- [Aim of the task] Can you rescale the lines below from the line with "the white cloud" to the line with "(1160, 430)", both included, giving each of those lines again with its request unchanged and every coordinate in the answers multiplied by 1.85 and rounded to a whole number, halves up?

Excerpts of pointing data
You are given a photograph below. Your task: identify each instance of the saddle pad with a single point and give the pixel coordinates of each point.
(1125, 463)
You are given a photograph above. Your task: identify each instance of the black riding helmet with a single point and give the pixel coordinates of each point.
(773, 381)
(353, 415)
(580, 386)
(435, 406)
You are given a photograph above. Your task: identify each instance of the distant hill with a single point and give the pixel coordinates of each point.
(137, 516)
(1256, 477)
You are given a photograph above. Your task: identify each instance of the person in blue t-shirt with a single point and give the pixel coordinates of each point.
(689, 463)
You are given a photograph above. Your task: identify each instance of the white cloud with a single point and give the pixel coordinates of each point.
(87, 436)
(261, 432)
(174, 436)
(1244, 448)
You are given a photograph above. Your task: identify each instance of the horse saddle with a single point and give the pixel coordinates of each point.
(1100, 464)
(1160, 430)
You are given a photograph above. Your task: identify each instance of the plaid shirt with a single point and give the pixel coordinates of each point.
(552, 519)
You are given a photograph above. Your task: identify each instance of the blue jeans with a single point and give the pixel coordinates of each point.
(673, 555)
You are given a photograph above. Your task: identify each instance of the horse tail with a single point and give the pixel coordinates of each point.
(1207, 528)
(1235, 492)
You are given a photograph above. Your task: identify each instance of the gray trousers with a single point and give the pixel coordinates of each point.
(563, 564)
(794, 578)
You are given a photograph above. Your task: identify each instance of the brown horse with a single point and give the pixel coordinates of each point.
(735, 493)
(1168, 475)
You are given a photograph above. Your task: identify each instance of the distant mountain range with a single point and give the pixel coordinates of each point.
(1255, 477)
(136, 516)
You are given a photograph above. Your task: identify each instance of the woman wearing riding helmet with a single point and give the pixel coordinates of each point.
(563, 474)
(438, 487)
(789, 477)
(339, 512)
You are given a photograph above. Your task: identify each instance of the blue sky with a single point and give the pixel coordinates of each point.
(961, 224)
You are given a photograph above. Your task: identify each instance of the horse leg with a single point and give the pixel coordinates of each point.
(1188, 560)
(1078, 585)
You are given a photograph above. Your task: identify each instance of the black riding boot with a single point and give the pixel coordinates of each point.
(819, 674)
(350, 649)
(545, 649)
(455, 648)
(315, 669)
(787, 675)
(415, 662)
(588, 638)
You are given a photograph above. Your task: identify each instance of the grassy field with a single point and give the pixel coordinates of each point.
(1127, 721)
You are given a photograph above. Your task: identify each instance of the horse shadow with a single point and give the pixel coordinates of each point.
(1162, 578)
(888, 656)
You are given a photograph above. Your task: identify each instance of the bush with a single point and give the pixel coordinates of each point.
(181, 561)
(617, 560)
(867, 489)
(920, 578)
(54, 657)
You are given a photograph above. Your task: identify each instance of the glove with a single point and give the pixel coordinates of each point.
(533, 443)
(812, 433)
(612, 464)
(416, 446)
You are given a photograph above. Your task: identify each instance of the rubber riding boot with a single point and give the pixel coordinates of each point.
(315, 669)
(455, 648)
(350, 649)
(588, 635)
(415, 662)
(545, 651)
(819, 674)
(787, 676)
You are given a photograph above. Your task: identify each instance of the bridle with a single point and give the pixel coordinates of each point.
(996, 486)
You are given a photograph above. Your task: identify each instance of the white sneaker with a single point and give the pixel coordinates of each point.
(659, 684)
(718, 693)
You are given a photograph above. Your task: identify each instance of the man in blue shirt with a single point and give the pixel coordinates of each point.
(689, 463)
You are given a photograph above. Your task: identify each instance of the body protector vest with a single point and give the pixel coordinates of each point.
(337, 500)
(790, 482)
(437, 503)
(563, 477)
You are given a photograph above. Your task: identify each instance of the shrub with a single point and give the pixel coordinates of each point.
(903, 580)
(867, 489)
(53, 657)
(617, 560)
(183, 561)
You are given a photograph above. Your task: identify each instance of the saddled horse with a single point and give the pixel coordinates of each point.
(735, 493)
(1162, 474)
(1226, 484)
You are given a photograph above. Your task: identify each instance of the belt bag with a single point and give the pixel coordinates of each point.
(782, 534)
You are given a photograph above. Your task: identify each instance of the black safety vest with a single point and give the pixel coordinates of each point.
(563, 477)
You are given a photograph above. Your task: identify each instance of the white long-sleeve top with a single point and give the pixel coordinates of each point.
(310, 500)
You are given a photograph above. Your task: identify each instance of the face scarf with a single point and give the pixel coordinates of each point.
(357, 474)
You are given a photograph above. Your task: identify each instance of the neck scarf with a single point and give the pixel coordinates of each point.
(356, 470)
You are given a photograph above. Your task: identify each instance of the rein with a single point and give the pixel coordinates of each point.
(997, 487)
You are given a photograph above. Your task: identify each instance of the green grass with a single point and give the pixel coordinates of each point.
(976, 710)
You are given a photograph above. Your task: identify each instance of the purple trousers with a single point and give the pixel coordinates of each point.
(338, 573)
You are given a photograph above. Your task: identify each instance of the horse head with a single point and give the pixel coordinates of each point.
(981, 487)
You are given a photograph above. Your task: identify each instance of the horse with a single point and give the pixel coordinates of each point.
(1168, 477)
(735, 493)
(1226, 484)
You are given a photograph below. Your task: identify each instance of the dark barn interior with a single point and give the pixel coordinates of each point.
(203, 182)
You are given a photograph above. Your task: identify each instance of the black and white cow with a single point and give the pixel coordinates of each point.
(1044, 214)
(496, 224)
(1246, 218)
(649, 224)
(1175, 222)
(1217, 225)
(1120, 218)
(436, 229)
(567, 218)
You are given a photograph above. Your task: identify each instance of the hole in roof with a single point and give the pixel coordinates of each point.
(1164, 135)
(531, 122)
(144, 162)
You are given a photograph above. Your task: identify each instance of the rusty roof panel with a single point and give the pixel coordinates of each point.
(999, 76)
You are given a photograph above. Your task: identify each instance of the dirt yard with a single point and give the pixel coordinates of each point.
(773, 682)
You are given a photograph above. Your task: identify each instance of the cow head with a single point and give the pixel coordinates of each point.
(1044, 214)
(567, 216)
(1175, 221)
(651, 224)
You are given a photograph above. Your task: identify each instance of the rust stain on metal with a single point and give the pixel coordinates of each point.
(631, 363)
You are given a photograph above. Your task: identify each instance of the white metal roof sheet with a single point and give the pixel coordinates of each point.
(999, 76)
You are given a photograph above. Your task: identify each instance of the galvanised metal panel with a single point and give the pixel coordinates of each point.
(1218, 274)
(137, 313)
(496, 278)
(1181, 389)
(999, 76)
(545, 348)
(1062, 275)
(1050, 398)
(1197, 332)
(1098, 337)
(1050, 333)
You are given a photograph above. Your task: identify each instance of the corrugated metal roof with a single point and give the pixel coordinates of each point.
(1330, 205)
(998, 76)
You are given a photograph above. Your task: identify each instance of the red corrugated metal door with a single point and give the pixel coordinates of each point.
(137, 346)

- [Response to the task]
You are given a photograph above. Your task: identify each instance of the white cloud with a single point and give the pixel coordinates of each point.
(161, 807)
(483, 799)
(322, 807)
(2301, 829)
You are given a photograph above. Your task: identify each instance of the horse saddle with a single point and give the pixel coordinates of each point.
(2035, 858)
(2146, 796)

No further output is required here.